▶ [What is being asked] Could you copy the records below word for word, from their very first line through the line containing "column 233, row 113", with that line included?

Stored items
-------------------------

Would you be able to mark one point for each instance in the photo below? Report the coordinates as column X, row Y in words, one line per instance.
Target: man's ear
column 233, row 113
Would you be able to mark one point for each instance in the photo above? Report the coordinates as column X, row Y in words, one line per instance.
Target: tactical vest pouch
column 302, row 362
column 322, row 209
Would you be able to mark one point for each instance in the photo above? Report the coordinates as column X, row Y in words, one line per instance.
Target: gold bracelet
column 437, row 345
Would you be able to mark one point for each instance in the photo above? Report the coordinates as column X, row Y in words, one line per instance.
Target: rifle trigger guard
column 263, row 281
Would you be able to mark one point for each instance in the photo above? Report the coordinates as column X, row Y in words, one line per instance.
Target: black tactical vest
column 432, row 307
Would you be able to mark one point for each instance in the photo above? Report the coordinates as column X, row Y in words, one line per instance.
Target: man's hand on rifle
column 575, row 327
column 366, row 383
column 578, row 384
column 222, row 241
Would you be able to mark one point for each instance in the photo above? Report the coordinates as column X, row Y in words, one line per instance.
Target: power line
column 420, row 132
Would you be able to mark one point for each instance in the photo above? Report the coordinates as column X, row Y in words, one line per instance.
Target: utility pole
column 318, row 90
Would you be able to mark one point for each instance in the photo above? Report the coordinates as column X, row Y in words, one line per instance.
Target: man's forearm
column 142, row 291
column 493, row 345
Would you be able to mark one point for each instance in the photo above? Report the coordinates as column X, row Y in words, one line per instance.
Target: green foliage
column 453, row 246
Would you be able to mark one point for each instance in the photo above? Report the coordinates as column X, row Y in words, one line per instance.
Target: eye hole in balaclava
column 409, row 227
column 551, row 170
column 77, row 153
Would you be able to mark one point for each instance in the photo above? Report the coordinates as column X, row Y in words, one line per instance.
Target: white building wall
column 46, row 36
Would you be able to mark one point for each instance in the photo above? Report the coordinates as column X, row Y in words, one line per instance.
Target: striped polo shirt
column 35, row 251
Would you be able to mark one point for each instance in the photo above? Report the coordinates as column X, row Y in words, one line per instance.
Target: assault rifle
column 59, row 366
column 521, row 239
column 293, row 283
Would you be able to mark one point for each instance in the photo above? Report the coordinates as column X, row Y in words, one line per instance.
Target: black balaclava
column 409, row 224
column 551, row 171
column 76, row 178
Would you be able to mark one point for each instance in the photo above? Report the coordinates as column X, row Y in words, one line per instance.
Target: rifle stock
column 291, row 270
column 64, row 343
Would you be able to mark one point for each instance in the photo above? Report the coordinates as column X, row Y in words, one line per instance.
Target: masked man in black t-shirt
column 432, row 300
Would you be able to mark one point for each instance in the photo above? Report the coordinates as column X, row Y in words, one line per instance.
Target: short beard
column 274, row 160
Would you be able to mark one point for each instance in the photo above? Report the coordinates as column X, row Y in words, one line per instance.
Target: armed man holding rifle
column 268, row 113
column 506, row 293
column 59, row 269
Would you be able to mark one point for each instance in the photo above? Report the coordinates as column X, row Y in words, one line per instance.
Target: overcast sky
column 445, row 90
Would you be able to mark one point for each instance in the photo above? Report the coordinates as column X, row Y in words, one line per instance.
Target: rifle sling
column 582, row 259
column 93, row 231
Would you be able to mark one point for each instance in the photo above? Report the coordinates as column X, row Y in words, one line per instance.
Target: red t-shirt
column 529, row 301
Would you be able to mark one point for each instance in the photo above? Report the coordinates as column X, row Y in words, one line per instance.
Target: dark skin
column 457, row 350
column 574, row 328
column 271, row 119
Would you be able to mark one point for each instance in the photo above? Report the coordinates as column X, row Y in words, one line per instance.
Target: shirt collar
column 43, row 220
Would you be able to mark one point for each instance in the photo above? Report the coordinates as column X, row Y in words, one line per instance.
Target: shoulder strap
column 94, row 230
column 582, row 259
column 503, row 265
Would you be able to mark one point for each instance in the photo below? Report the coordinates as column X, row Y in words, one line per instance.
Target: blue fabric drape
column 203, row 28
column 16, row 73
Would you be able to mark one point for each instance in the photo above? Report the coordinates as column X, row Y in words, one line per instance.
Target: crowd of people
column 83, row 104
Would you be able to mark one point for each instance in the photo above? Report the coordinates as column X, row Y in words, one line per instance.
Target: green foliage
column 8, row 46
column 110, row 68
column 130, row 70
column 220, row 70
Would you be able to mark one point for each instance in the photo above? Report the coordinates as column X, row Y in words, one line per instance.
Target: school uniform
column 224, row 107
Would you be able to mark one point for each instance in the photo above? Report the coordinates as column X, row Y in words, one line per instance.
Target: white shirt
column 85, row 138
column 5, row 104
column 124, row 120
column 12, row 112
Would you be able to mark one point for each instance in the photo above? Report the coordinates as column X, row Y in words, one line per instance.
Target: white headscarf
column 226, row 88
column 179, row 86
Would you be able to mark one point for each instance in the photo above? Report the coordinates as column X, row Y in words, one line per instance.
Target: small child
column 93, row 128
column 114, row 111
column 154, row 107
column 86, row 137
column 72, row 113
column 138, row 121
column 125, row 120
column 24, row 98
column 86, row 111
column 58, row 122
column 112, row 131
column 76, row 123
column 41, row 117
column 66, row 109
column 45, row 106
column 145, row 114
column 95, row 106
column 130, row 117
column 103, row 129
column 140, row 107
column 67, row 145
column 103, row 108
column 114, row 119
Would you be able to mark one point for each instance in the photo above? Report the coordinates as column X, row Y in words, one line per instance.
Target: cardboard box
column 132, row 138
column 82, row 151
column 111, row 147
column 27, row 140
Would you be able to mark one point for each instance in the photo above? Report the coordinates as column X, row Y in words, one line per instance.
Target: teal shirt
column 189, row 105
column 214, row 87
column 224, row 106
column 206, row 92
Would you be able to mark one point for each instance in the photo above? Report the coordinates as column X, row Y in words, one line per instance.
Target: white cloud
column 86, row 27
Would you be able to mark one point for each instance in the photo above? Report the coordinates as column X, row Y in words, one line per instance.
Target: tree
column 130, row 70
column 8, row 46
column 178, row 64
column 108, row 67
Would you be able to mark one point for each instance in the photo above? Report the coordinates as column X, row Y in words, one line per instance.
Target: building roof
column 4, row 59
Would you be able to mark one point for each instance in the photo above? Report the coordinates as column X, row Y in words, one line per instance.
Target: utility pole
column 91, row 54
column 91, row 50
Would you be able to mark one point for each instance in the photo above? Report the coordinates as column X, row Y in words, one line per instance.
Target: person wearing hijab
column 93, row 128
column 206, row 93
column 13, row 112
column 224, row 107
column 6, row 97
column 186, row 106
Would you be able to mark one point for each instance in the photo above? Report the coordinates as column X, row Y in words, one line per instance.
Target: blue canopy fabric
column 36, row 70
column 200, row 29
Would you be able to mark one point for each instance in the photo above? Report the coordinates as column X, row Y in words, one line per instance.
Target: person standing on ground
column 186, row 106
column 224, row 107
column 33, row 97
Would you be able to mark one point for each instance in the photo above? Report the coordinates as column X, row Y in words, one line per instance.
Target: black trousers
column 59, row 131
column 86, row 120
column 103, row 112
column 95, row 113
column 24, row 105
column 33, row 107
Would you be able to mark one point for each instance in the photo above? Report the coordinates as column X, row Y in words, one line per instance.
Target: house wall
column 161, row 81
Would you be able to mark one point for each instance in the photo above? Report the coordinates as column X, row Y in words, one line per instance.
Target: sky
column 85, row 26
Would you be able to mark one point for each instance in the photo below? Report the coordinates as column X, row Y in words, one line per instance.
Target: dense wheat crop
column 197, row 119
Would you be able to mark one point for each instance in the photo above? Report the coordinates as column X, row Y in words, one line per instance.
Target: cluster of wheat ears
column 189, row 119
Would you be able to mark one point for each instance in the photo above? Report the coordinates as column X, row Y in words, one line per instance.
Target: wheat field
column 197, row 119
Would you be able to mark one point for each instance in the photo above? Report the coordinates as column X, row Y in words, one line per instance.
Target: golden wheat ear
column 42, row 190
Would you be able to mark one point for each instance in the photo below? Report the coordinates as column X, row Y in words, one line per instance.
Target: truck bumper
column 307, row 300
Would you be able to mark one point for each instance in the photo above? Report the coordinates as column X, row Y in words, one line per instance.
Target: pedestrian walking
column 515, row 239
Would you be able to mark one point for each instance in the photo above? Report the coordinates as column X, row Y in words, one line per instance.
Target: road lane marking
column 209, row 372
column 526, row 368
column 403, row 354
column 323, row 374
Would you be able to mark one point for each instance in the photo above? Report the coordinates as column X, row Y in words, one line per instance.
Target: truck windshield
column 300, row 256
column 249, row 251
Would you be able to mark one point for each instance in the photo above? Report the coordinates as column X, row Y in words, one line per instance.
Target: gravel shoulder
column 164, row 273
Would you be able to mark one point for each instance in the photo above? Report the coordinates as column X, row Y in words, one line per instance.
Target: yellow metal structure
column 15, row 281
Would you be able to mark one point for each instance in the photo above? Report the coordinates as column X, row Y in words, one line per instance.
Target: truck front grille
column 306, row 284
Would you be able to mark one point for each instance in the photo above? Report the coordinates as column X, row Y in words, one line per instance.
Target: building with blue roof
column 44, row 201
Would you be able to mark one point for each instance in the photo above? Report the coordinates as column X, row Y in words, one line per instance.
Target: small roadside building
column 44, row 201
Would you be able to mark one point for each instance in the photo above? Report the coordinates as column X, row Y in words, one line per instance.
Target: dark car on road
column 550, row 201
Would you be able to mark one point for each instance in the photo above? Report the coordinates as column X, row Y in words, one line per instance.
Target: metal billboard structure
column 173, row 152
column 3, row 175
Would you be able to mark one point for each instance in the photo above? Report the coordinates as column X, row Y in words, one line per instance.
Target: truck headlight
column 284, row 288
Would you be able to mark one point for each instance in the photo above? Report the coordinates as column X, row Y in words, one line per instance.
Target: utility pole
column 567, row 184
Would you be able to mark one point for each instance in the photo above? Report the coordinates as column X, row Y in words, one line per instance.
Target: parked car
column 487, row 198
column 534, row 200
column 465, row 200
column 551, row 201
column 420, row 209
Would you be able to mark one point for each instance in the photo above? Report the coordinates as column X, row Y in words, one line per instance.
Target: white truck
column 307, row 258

-------------------------

▶ [Full output]
Would you be able to mark one point for each instance in the photo below? Report the coordinates as column X, row Y in words, one line per instance.
Target: man's ear
column 233, row 113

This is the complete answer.